(ASSIGNMENT): Your task is to find every line of the data that holds the string "windshield" and copy it.

(Natural language region descriptions)
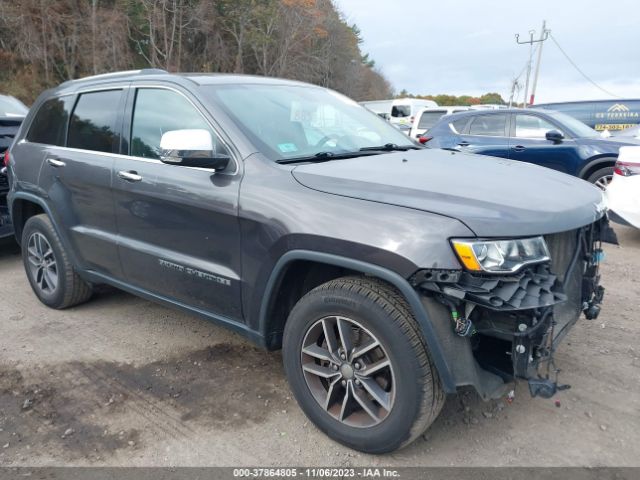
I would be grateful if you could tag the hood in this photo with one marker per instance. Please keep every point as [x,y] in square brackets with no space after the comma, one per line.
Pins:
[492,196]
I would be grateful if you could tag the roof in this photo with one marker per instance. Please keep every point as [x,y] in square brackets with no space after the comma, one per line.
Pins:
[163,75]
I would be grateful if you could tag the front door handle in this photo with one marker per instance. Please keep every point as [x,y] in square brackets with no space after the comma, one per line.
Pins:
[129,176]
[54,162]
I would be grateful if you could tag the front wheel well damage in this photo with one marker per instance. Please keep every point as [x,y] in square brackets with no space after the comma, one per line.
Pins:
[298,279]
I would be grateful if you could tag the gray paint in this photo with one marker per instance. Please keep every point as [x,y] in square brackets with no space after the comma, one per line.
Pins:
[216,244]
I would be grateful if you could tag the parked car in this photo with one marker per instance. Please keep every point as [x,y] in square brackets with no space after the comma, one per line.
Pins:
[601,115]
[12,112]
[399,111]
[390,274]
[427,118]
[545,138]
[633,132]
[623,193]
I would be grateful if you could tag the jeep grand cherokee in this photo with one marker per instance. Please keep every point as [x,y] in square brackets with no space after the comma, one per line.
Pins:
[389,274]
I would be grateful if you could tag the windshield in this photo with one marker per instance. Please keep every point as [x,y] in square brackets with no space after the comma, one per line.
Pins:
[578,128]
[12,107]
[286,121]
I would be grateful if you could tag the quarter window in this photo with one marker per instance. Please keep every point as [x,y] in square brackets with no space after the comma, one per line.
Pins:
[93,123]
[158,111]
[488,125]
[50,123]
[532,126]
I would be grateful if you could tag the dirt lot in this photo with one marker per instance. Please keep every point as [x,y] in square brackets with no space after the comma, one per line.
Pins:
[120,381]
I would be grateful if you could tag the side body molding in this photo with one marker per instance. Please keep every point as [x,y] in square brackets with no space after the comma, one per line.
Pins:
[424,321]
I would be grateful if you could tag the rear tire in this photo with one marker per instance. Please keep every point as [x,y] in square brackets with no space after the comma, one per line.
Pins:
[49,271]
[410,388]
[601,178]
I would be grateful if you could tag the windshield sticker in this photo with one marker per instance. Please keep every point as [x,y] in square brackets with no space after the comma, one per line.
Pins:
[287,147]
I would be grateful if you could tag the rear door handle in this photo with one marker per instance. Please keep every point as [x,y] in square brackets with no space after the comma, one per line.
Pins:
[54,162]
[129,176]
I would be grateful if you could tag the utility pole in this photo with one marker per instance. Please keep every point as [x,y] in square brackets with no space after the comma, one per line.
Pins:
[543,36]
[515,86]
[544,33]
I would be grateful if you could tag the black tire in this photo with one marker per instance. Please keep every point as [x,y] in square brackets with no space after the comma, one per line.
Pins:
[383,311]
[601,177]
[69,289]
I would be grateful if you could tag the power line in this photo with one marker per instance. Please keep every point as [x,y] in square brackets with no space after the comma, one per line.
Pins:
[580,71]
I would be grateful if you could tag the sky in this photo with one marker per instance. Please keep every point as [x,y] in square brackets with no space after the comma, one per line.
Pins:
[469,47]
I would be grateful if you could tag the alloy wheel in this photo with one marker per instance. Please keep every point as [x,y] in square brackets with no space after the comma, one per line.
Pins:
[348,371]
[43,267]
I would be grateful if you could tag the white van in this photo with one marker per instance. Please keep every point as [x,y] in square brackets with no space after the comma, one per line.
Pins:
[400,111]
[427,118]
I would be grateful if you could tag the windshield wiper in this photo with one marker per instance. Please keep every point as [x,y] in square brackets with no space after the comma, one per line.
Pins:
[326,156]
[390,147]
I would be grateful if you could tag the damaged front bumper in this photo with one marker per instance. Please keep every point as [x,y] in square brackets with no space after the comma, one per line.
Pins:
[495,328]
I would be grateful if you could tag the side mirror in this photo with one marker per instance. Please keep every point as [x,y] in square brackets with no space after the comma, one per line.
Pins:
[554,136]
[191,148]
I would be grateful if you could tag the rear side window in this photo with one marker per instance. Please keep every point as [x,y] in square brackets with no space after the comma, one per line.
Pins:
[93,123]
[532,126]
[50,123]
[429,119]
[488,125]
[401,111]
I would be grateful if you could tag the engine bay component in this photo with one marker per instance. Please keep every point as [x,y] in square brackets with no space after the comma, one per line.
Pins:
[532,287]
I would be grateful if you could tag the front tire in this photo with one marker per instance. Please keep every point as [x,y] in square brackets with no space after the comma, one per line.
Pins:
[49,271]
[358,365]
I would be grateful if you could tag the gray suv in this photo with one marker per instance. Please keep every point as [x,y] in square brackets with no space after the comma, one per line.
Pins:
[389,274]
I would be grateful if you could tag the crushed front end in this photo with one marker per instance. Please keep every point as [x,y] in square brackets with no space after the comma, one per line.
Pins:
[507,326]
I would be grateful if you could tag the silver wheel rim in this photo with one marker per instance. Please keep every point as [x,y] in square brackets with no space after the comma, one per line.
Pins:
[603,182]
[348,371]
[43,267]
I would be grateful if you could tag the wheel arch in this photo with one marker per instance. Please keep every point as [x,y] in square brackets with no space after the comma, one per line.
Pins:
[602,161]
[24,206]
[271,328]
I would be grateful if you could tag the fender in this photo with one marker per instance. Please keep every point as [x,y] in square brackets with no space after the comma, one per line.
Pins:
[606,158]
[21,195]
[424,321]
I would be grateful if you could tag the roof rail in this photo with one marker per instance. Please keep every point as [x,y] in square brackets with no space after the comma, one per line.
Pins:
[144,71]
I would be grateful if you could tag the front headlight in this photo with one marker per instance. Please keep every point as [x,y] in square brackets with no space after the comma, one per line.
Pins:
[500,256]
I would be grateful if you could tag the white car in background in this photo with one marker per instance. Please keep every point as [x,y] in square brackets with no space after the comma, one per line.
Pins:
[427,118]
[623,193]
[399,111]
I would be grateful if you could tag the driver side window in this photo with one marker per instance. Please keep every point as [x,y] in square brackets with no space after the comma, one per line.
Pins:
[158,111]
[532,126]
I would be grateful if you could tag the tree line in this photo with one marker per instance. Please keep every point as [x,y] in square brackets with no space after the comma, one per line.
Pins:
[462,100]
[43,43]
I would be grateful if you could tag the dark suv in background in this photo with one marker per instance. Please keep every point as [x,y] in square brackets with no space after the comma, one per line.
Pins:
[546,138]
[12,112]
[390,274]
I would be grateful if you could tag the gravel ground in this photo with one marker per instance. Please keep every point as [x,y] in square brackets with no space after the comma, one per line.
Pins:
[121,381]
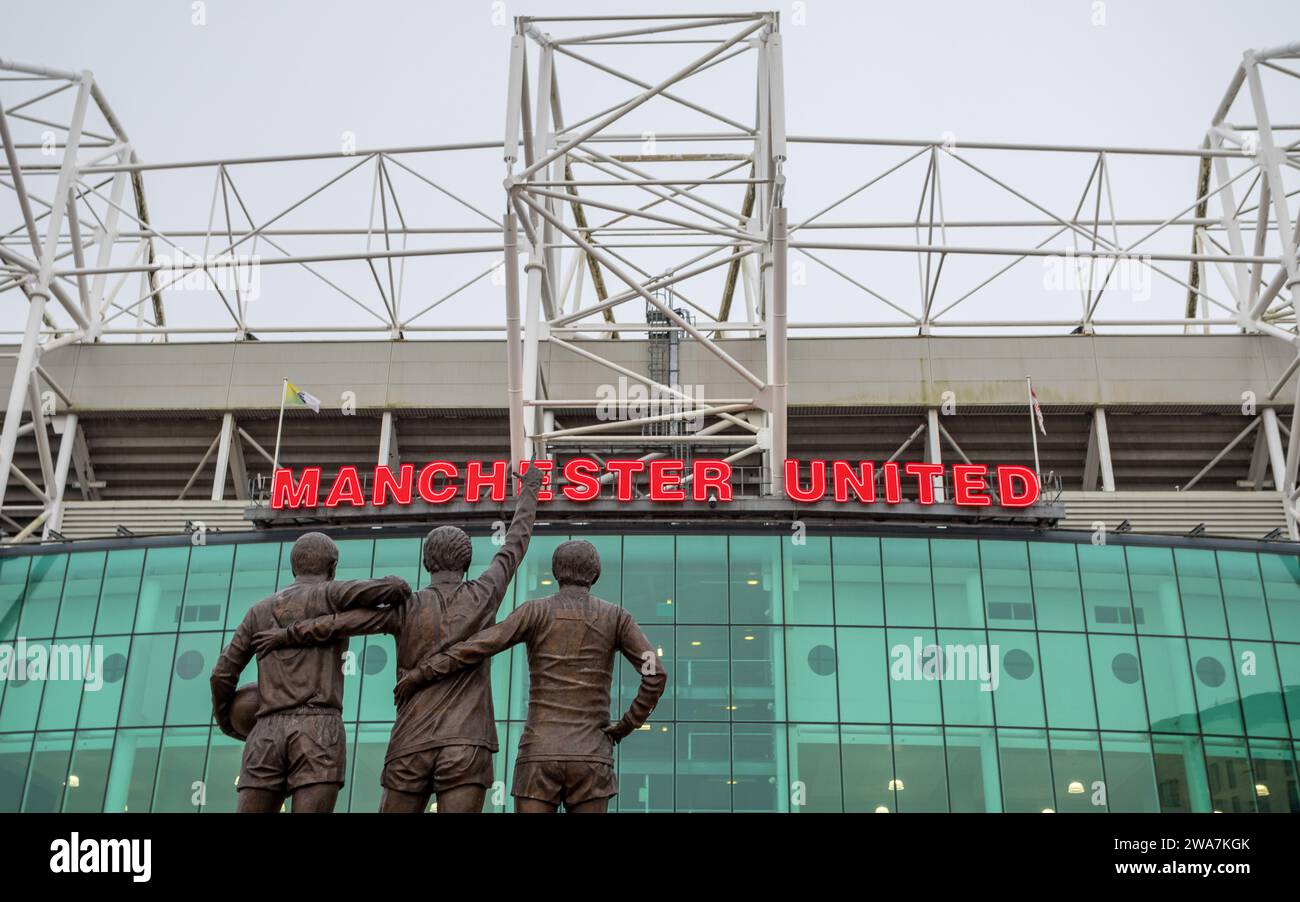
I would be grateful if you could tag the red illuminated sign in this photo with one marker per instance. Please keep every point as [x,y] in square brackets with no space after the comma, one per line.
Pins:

==

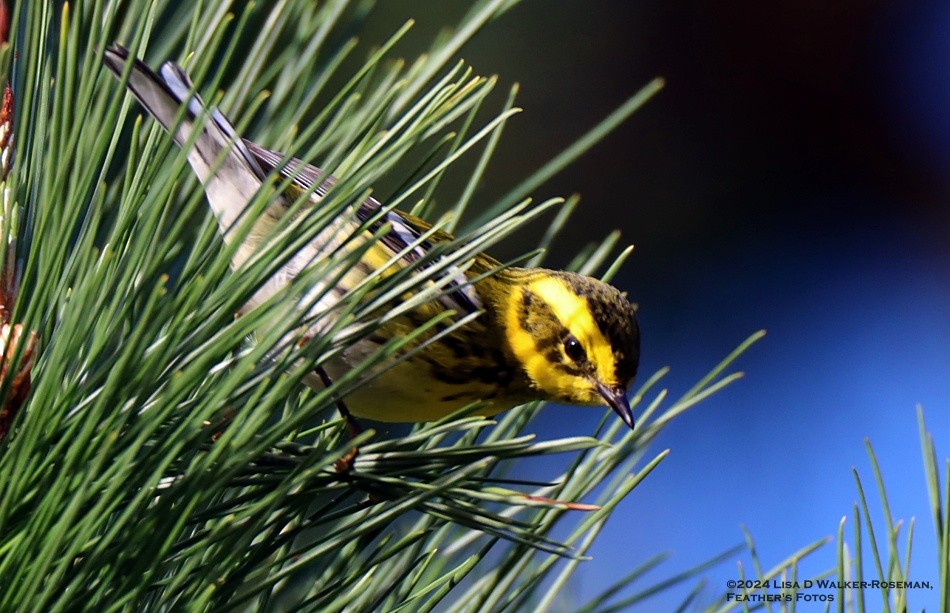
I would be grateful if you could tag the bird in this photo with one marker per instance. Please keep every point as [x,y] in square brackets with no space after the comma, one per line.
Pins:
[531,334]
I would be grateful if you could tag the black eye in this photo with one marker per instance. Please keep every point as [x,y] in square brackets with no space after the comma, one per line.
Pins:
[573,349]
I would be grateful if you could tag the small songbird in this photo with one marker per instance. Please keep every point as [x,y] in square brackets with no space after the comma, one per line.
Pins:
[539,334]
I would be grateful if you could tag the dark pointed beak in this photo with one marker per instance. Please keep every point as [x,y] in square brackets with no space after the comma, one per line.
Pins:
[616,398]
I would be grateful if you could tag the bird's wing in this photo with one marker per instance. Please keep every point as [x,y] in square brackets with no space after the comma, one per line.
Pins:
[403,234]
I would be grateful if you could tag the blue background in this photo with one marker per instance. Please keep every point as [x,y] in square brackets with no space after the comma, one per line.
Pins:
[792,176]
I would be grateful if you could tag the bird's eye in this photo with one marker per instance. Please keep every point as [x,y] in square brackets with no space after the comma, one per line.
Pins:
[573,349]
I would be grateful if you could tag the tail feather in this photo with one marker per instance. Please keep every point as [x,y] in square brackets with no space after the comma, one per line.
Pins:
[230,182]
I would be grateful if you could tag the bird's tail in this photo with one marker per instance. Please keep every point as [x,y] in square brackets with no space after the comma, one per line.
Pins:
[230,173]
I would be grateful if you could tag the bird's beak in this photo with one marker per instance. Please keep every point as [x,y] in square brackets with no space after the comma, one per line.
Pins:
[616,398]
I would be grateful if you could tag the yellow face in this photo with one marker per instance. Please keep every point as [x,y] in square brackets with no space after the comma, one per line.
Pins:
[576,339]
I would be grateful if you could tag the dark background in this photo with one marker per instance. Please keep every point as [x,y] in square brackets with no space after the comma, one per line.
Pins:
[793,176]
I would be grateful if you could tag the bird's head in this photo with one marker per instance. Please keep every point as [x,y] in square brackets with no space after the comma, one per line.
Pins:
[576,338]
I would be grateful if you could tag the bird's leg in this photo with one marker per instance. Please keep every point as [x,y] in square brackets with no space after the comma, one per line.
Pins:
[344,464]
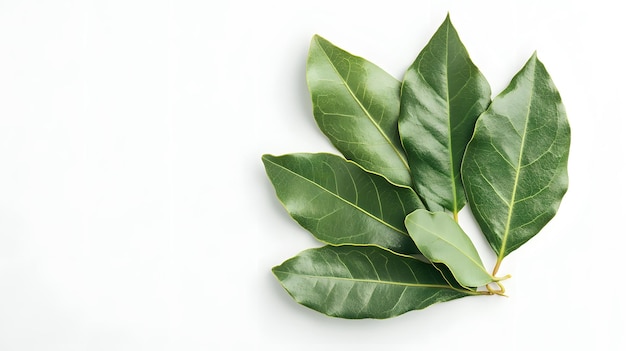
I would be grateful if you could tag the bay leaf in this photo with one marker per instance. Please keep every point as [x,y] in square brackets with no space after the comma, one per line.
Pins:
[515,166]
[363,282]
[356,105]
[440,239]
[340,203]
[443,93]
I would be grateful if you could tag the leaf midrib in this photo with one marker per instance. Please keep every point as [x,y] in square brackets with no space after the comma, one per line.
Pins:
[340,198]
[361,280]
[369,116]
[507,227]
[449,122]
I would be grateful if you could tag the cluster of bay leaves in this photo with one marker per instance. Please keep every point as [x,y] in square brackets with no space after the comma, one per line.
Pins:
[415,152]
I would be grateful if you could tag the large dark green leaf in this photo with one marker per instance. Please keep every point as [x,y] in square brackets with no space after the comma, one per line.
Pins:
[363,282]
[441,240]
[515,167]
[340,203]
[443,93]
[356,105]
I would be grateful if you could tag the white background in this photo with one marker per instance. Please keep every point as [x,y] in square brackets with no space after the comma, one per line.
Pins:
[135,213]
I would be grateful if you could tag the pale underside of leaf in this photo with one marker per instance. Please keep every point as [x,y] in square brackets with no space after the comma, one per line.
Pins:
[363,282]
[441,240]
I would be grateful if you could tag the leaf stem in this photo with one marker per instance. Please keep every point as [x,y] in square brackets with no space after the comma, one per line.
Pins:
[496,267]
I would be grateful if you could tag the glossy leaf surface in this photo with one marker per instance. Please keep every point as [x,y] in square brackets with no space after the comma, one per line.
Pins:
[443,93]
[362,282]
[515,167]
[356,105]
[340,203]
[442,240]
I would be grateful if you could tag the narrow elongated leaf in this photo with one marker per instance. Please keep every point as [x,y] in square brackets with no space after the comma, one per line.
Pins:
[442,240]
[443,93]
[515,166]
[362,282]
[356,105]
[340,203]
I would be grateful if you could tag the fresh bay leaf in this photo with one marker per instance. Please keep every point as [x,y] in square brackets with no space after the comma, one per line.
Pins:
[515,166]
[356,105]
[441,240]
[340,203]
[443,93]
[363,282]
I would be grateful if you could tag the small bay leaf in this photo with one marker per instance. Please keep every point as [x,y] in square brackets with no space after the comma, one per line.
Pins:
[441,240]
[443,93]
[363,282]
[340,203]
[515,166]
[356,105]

(YOUR RESPONSE):
I would be grateful if you could tag the windshield in this photo with one marker per instance. Please keep every point as [x,y] in square brackets with no space after the comma, one per line.
I would be grateful if you could tag the windshield sticker in this photo with one marker per instance. Please keep every point as [x,y] in square brackets with no space after the comma, one per line.
I would be grateful if you could tag the windshield wiper in this photo with one marker per instance. Please keep every point as [x,y] in square brackets with no space after the comma, one per line.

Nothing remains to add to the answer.